▶ What you will do: Could you set down the lines below, from the one containing "Query: long building" through the final line, exactly as written?

▶ Source data:
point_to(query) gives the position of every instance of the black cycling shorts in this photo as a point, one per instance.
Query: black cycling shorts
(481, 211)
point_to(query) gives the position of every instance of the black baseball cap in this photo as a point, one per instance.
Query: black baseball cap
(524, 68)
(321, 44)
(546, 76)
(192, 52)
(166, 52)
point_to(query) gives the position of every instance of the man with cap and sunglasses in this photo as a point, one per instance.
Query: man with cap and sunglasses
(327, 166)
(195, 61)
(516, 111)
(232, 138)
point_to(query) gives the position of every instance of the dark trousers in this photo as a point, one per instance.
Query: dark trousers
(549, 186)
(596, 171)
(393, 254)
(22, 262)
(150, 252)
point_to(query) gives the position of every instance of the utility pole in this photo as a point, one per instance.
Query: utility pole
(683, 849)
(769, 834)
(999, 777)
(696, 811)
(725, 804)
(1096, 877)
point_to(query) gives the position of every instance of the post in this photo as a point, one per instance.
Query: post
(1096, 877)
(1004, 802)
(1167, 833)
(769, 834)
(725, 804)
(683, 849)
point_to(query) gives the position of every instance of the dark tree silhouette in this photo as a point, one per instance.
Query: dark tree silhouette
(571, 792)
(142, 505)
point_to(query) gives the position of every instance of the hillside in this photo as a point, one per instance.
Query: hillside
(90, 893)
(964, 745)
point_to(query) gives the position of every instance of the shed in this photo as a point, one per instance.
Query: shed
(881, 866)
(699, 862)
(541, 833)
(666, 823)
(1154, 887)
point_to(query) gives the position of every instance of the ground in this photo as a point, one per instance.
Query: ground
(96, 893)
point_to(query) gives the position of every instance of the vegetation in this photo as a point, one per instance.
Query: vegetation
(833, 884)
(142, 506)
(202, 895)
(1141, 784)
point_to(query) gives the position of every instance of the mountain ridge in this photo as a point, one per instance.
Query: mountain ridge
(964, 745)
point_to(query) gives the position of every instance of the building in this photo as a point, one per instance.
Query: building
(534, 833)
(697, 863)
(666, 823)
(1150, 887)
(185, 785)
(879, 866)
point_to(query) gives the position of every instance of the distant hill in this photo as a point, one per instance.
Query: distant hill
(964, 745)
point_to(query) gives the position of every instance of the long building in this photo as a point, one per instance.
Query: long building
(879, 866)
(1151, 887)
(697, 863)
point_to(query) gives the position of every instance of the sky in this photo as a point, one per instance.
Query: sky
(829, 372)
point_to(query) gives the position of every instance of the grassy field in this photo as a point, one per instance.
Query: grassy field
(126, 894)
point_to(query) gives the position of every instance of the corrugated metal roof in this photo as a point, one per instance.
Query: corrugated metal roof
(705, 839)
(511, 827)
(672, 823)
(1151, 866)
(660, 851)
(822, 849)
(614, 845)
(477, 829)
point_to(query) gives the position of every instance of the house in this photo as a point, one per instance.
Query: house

▶ Problem solution:
Query: long building
(879, 866)
(1151, 887)
(697, 863)
point_to(query) gives the position of every instance of the sky in this photo as a point, one per instance.
Query: sky
(829, 372)
point_to(query) gives the position of every instance of the grassy field in this photo as a point, one per instance.
Query: grassy field
(126, 894)
point_to(query) gives the position of every instance of the corrugated metal roof in this photo as a point, one per instance.
Query: corrugated metal roof
(705, 839)
(511, 827)
(672, 823)
(1151, 866)
(660, 851)
(822, 849)
(614, 845)
(477, 829)
point_to(query) gives the position of every instance of the house in this photo as a point, one per instance.
Query: house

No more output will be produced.